Source passage:
Opened 3 months ago

Closed 4 weeks ago

#3009 closed help (completed)

setup of suite ensemble

Reported by: xd904476 Owned by: um_support
Component: UM Model Keywords:
Cc: Platform: ARCHER
UM Version: 10.7

Description (last modified by ros)

Hi, I am setting up a suite with 5 ensembles (u-bm680), starting from David Case suite u-bd149.
I have a problem in the suite.rc file that in the originally are (from u-bl536):

            graph = """
{{ 'validate_suite_info => install_ancil'  + ( ' & fcm_make2_pp' if POSTPROC else '') + (' & '  + FCMUM_LAST if BUILD_UM else '') + (' & fcm_make2_ocean' if BUILD_OCEAN else '') + (' & recon' if RECON else '') }}
{{ 'fcm_make_pp => fcm_make2_pp' + (' => POSTPROC' if RUN else '') if POSTPROC else '' }}
{{ 'fcm_make_pptransfer => fcm_make2_pptransfer' + (' => pptransfer' if RUN else '') if PPTRANSFER else '' }}  
{{ 'fcm_make_ocean => fcm_make2_ocean' + (' => recon' if RECON else ' => coupled' if RUN else '') if BUILD_OCEAN else '' }}
{{ FCMUM_GRAPH + (' => recon' if RECON else ' => coupled' if RUN else '') if BUILD_UM else '' }}
{{ 'fcm_make_drivers => fcm_make2_drivers' + (' => coupled' if RUN else '') if BUILD_DRIVERS else '' }}
{{ 'install_ancil => recon ' if RECON else ('install_ancil => coupled' if RUN else '')}}
{{ 'recon' + (' => coupled' if RUN else '') if RECON else '' }}
{{ 'clearout' + (' => coupled' if RUN else '') if CLEAROUT else '' }}
"""

and should include the extra ensemble and perturbation changes that are in suite.rc of u-bd149 which in these lines looks like this:

        [[[ R1 ]]]
            graph = """

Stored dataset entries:
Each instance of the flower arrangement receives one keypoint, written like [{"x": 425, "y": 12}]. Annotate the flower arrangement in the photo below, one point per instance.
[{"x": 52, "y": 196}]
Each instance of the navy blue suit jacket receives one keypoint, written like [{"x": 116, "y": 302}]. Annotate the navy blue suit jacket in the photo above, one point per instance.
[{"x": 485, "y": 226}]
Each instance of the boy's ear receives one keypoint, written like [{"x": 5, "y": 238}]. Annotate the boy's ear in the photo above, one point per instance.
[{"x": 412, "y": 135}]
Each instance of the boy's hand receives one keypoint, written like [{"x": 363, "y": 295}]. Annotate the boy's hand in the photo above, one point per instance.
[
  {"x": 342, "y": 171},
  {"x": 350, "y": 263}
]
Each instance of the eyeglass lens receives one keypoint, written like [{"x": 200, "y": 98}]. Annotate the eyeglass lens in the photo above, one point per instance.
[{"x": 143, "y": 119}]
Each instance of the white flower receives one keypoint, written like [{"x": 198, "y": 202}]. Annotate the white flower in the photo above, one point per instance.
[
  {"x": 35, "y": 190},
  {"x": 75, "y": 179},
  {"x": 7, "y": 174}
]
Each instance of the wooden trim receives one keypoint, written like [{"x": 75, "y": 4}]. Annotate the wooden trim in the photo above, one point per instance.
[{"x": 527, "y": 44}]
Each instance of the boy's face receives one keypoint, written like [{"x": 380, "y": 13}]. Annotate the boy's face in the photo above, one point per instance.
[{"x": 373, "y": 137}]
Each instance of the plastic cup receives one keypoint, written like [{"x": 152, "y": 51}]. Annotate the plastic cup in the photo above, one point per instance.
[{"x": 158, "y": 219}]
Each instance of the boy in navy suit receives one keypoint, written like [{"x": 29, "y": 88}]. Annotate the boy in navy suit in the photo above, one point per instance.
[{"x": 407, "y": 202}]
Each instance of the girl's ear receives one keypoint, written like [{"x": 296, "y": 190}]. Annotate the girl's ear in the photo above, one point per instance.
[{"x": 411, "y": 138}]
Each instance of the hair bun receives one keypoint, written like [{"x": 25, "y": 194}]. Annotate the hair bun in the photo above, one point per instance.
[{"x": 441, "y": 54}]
---
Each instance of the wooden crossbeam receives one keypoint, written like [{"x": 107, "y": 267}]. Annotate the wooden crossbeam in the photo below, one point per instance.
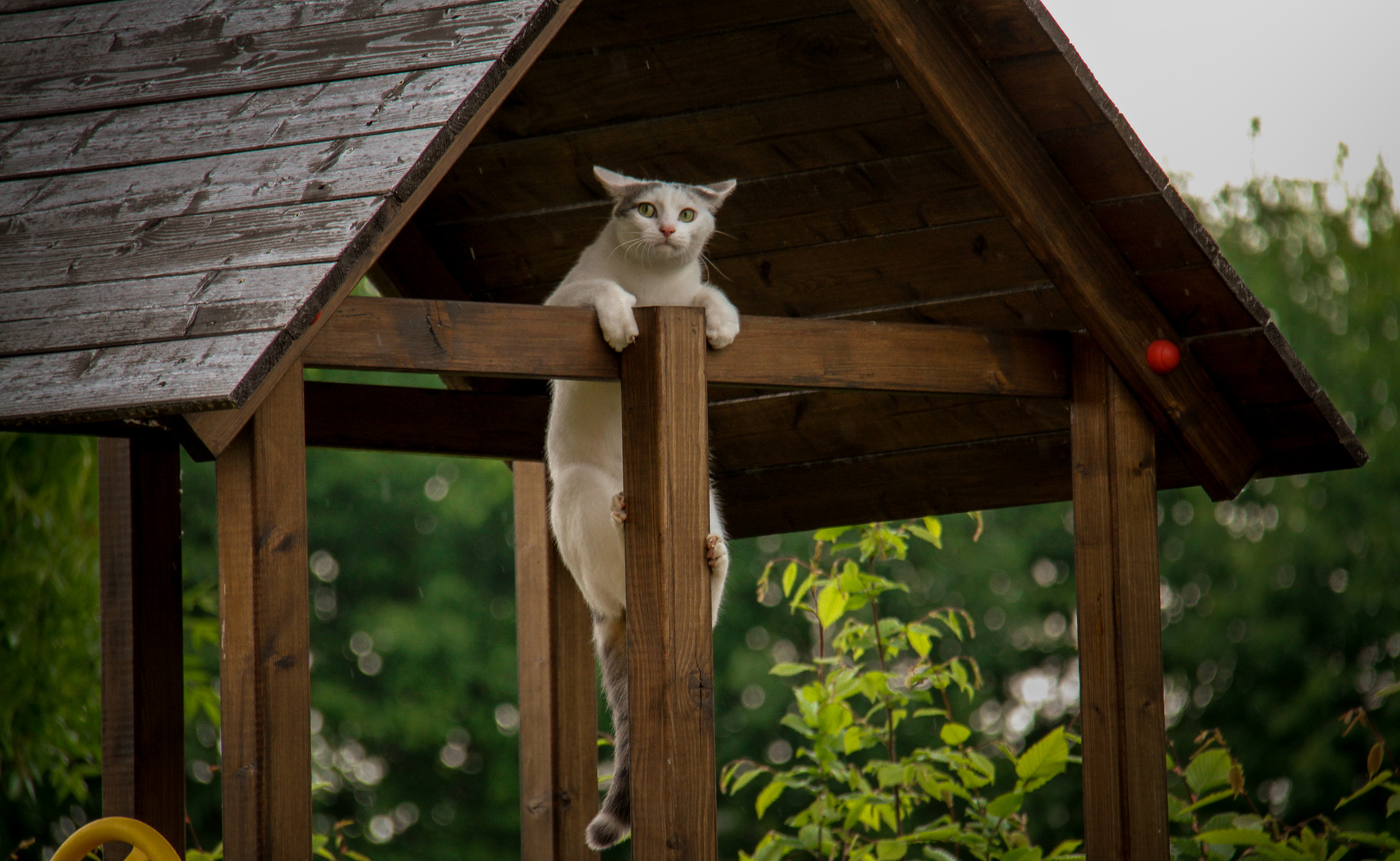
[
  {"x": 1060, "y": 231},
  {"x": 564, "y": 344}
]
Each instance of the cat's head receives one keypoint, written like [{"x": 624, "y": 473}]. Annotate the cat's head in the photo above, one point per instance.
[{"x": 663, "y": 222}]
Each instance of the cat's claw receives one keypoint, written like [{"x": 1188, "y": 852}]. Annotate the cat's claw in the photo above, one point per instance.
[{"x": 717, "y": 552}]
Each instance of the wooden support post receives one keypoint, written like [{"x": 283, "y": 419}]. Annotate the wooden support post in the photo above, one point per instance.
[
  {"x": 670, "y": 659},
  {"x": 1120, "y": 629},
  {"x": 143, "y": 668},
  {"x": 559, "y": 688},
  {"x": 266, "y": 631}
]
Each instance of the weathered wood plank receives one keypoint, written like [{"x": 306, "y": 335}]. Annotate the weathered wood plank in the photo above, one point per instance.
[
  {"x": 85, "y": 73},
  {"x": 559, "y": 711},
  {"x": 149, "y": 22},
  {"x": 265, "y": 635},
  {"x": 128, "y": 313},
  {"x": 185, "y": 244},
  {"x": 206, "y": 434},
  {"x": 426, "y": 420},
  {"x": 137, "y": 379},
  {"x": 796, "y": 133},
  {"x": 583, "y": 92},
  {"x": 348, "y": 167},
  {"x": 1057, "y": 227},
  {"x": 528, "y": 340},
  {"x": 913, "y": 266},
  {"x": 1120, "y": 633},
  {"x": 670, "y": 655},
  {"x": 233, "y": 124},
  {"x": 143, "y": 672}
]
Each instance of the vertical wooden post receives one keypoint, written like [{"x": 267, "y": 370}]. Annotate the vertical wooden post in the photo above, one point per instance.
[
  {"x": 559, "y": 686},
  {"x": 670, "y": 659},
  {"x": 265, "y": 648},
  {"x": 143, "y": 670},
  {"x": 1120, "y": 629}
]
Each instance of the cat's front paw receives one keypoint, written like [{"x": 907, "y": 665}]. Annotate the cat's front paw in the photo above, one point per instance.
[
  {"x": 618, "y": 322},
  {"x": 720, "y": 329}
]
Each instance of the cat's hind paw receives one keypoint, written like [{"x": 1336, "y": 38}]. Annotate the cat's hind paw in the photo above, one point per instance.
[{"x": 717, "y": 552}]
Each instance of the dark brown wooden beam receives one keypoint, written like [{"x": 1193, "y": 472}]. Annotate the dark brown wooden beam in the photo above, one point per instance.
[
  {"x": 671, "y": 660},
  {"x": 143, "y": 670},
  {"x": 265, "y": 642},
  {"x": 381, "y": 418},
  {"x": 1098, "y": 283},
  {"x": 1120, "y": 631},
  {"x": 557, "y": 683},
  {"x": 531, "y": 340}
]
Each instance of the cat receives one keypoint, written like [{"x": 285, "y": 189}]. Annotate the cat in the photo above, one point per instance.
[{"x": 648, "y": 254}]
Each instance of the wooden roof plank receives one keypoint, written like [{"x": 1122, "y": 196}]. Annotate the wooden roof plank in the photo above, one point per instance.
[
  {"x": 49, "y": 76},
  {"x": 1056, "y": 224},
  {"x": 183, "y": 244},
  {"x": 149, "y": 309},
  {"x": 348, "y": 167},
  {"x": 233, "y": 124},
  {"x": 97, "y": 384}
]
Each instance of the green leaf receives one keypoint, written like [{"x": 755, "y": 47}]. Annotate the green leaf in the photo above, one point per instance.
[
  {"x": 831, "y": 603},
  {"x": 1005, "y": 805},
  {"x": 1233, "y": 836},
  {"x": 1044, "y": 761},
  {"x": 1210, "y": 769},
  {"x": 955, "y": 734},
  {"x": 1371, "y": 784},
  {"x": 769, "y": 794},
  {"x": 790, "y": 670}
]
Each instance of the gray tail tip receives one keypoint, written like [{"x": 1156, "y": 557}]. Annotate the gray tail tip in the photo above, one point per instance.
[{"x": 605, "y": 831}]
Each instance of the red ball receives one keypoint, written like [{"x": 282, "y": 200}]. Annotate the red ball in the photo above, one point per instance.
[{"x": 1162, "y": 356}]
...
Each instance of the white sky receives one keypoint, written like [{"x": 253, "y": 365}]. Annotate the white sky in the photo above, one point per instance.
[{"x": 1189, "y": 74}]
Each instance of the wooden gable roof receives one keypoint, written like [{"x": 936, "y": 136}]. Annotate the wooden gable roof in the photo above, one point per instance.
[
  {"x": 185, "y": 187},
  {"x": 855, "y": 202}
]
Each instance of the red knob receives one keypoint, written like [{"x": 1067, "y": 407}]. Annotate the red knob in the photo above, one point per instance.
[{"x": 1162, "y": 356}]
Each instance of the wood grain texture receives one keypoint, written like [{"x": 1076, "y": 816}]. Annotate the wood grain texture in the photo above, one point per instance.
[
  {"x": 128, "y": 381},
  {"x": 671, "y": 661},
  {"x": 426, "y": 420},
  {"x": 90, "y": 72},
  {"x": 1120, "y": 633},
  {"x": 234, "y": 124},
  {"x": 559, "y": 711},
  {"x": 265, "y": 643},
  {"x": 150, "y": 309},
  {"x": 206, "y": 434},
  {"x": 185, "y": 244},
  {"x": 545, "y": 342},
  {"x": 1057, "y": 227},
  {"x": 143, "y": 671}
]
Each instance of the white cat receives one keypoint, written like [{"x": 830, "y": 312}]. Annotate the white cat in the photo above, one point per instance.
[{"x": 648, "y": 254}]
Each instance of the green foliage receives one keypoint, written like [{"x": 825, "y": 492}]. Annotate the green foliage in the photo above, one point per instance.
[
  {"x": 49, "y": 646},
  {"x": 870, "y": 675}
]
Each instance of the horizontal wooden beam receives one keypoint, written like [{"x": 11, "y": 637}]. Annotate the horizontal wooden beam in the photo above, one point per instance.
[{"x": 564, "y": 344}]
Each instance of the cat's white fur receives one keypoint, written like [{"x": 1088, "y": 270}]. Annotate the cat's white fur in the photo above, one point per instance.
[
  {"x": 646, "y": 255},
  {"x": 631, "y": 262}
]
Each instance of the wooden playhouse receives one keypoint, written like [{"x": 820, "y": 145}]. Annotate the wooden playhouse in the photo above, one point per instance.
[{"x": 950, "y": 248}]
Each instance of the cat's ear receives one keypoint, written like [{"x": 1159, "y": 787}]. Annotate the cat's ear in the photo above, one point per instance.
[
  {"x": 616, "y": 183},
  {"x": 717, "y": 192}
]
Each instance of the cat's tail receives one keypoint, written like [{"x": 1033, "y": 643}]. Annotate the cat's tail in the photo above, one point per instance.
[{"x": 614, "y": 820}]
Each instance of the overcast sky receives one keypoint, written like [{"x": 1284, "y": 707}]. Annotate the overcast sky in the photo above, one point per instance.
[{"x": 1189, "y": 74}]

Exercise 1:
Put this sentence from the help ticket into Spanish: "Hi, I am setting up a suite with 5 ensembles (u-bm680), starting from David Case suite u-bd149."
Exercise 2:
Tally the lines of the records that contain the string "below", treating upper and lower case as different, and reply with the number alone.
The help ticket and the records were taken from separate sources.

Task result 1:
Hola, estoy configurando una suite con 5 conjuntos (u-bm680), partiendo de la suite u-bd149 de David Case.

Task result 2:
2